+++ Information provided +++

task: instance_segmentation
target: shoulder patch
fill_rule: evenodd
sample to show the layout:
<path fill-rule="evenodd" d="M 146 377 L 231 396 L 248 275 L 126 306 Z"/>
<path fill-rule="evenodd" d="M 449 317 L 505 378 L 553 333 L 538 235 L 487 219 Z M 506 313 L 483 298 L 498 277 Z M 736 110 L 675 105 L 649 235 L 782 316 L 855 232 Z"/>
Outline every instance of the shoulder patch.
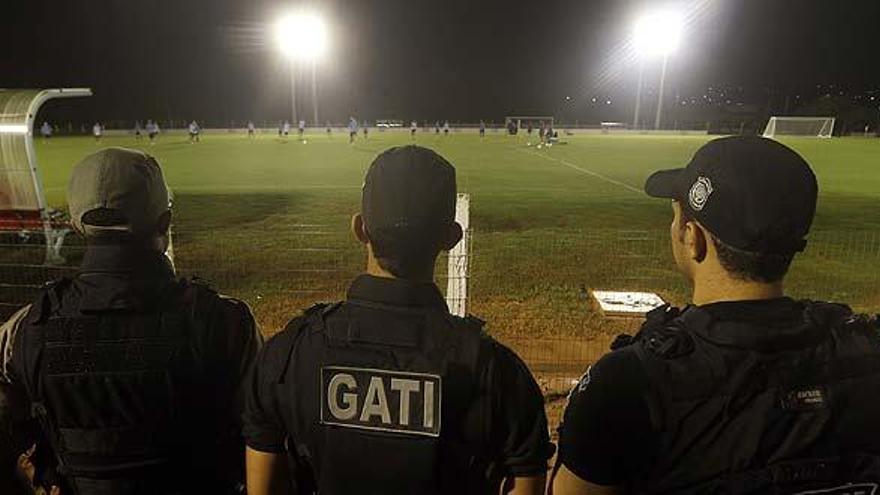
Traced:
<path fill-rule="evenodd" d="M 321 368 L 321 424 L 440 436 L 439 375 L 344 366 Z"/>

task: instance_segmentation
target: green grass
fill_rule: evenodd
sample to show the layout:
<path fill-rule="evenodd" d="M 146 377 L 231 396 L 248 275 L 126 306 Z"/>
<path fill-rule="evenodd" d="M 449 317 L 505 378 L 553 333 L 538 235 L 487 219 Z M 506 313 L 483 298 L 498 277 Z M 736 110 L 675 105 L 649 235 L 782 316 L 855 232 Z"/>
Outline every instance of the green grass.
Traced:
<path fill-rule="evenodd" d="M 549 150 L 500 134 L 420 134 L 416 142 L 447 157 L 459 190 L 471 194 L 471 309 L 511 340 L 578 335 L 604 346 L 621 324 L 592 312 L 584 289 L 645 289 L 686 301 L 668 253 L 670 208 L 632 188 L 656 169 L 683 166 L 708 139 L 579 135 Z M 270 332 L 313 300 L 338 297 L 357 272 L 363 255 L 347 228 L 364 172 L 381 150 L 411 142 L 408 133 L 377 132 L 353 146 L 340 134 L 306 145 L 272 136 L 185 141 L 114 137 L 101 146 L 138 147 L 159 159 L 175 194 L 180 270 L 246 299 Z M 786 143 L 813 165 L 821 190 L 792 292 L 880 310 L 880 140 Z M 38 144 L 50 204 L 63 207 L 71 167 L 97 148 L 88 138 Z"/>

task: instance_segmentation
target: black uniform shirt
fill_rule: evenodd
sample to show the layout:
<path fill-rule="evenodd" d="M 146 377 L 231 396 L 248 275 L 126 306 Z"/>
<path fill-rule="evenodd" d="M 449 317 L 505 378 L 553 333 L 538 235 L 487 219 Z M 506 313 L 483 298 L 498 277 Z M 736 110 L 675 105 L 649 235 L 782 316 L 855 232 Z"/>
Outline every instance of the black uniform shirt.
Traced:
<path fill-rule="evenodd" d="M 701 308 L 715 321 L 780 328 L 801 321 L 804 309 L 788 298 L 722 302 Z M 660 435 L 652 426 L 645 399 L 650 391 L 648 376 L 632 348 L 608 353 L 590 366 L 572 390 L 559 428 L 562 464 L 597 485 L 625 485 L 644 474 L 660 453 Z"/>
<path fill-rule="evenodd" d="M 171 263 L 161 253 L 118 244 L 90 245 L 79 272 L 62 292 L 59 310 L 64 316 L 77 316 L 78 311 L 137 310 L 166 299 L 177 284 Z M 25 370 L 14 361 L 13 346 L 21 341 L 16 334 L 30 308 L 22 308 L 0 327 L 0 382 L 22 393 Z M 205 297 L 194 311 L 198 325 L 190 334 L 191 345 L 200 356 L 204 374 L 196 377 L 202 395 L 193 404 L 204 407 L 207 416 L 202 416 L 205 420 L 193 432 L 210 438 L 219 435 L 219 428 L 238 427 L 241 387 L 262 336 L 242 301 Z M 239 444 L 237 449 L 241 448 Z"/>
<path fill-rule="evenodd" d="M 443 296 L 433 283 L 415 283 L 401 279 L 358 277 L 348 292 L 349 299 L 384 305 L 416 308 L 437 308 L 447 311 Z M 289 332 L 285 330 L 284 332 Z M 284 333 L 282 332 L 282 334 Z M 244 435 L 249 447 L 262 452 L 282 453 L 288 431 L 285 418 L 294 414 L 290 407 L 295 398 L 287 396 L 285 387 L 276 386 L 283 375 L 284 383 L 294 383 L 295 376 L 274 369 L 266 359 L 273 348 L 283 345 L 281 334 L 270 339 L 260 356 L 247 391 Z M 507 347 L 485 336 L 481 345 L 489 362 L 481 366 L 479 379 L 491 390 L 493 401 L 491 417 L 494 454 L 510 476 L 536 476 L 546 472 L 547 460 L 553 454 L 544 413 L 541 390 L 525 364 Z M 298 355 L 299 359 L 305 356 Z M 276 366 L 280 366 L 276 365 Z"/>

+++

▶ **What to produce**:
Reproduce every one of the entries above line for line, with the pictures left out.

▶ **Written solution**:
task: instance_segmentation
target: shoulder patch
fill_rule: evenodd
sample to show the layout:
<path fill-rule="evenodd" d="M 146 377 L 231 396 L 248 275 L 126 306 Z"/>
<path fill-rule="evenodd" d="M 449 317 L 505 378 L 553 333 L 538 235 L 487 219 Z M 506 313 L 483 298 L 498 277 Z M 736 110 L 675 105 L 649 235 L 782 316 L 855 232 Z"/>
Outline every instance of the shoulder patch.
Traced:
<path fill-rule="evenodd" d="M 321 368 L 321 424 L 440 436 L 439 375 L 344 366 Z"/>

task: instance_segmentation
target: green grass
fill_rule: evenodd
sample to show the layout:
<path fill-rule="evenodd" d="M 146 377 L 231 396 L 248 275 L 126 306 Z"/>
<path fill-rule="evenodd" d="M 449 317 L 505 378 L 553 333 L 538 235 L 487 219 Z M 506 313 L 483 298 L 498 277 Z M 736 110 L 675 105 L 649 235 L 782 316 L 855 232 Z"/>
Outline every instance of the green grass.
Traced:
<path fill-rule="evenodd" d="M 549 150 L 500 134 L 420 134 L 416 142 L 447 157 L 459 190 L 471 194 L 471 309 L 511 340 L 578 335 L 604 346 L 621 324 L 592 312 L 584 289 L 645 289 L 686 301 L 668 253 L 670 208 L 632 188 L 656 169 L 683 166 L 708 139 L 579 135 Z M 270 332 L 313 300 L 338 297 L 357 272 L 363 255 L 347 228 L 364 172 L 381 150 L 411 142 L 408 133 L 377 132 L 353 146 L 340 134 L 306 145 L 272 136 L 185 141 L 114 137 L 101 146 L 138 147 L 159 159 L 175 194 L 180 270 L 246 299 Z M 786 143 L 813 165 L 821 190 L 792 292 L 880 310 L 880 140 Z M 38 144 L 50 204 L 63 207 L 71 167 L 97 148 L 88 138 Z"/>

task: instance_segmentation
target: black uniform shirt
fill_rule: evenodd
sample to show the layout:
<path fill-rule="evenodd" d="M 146 377 L 231 396 L 248 275 L 126 306 Z"/>
<path fill-rule="evenodd" d="M 449 317 L 505 378 L 553 333 L 538 235 L 487 219 Z M 506 313 L 483 298 L 498 277 Z M 736 110 L 675 105 L 649 235 L 782 316 L 855 232 Z"/>
Outline every instance of the black uniform shirt.
Traced:
<path fill-rule="evenodd" d="M 701 308 L 715 321 L 780 328 L 801 321 L 804 309 L 788 298 L 722 302 Z M 660 435 L 652 426 L 645 399 L 650 391 L 648 376 L 632 348 L 608 353 L 590 366 L 572 390 L 559 428 L 562 464 L 597 485 L 625 485 L 644 474 L 660 453 Z"/>
<path fill-rule="evenodd" d="M 171 263 L 161 253 L 118 244 L 90 245 L 79 272 L 62 292 L 59 310 L 64 316 L 77 316 L 78 311 L 137 310 L 166 299 L 177 284 Z M 25 370 L 14 361 L 13 346 L 21 341 L 16 334 L 30 308 L 22 308 L 0 327 L 0 382 L 22 393 Z M 205 297 L 194 311 L 198 325 L 190 334 L 191 345 L 200 356 L 204 374 L 196 377 L 202 395 L 193 404 L 204 407 L 207 416 L 202 416 L 205 420 L 193 432 L 210 438 L 219 435 L 219 428 L 238 427 L 241 387 L 262 336 L 242 301 Z M 239 444 L 237 449 L 241 448 Z"/>
<path fill-rule="evenodd" d="M 443 296 L 433 283 L 415 283 L 401 279 L 358 277 L 348 292 L 349 299 L 384 305 L 416 308 L 437 308 L 447 311 Z M 289 332 L 285 330 L 284 332 Z M 284 333 L 282 332 L 282 334 Z M 244 435 L 249 447 L 262 452 L 282 453 L 288 431 L 285 418 L 294 414 L 290 407 L 295 398 L 287 396 L 285 387 L 276 386 L 283 375 L 284 383 L 294 383 L 295 376 L 274 369 L 266 359 L 273 348 L 283 345 L 281 334 L 270 339 L 260 356 L 247 391 Z M 507 347 L 485 336 L 481 345 L 489 362 L 481 366 L 479 379 L 491 390 L 493 401 L 491 417 L 494 454 L 510 476 L 536 476 L 546 472 L 547 460 L 553 454 L 544 413 L 541 390 L 525 364 Z M 298 355 L 299 359 L 305 356 Z M 276 366 L 280 366 L 276 365 Z"/>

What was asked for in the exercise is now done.